Return every record below exactly as written, omitting any pictures.

═════ SOURCE DATA

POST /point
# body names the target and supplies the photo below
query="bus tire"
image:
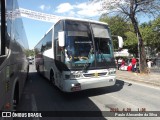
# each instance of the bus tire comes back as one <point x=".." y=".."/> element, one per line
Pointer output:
<point x="52" y="80"/>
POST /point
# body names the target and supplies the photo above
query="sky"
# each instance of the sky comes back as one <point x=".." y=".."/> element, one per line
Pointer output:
<point x="36" y="29"/>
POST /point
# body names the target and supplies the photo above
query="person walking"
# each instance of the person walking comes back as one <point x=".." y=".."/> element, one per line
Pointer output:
<point x="149" y="64"/>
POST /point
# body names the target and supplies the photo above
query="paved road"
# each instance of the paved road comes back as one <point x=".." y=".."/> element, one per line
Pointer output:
<point x="40" y="95"/>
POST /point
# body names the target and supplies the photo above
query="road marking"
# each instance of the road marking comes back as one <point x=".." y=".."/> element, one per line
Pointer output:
<point x="34" y="105"/>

══════════

• **EXERCISE ANSWER**
POST /point
# body names the target and supplies the photo below
query="bus tire"
image:
# each instance of the bus tire comes back as one <point x=".." y=".."/> element, one per line
Pointer output:
<point x="52" y="80"/>
POST /point
# body names the target and supplies the photo above
query="sky"
# each instance of the sky comes back as one <point x=".." y=".."/> element, one per line
Pointer output:
<point x="36" y="29"/>
POST /point
# body names the target and supplies the photo above
query="person walking"
# each instance of the person walking comes back as one <point x=".." y=".."/> element, one per line
Pointer output:
<point x="149" y="64"/>
POST /point
# body names the target and supplies the photo above
query="paved road"
# each instance of the paved road comes back as one <point x=".." y=".."/> element, one per line
Pointer output:
<point x="40" y="95"/>
POST /point
# body names the target and supplies the photo above
query="road marking"
# each instance of the road marking comes back as one <point x=".." y=".."/> element, one per line
Pointer output:
<point x="34" y="105"/>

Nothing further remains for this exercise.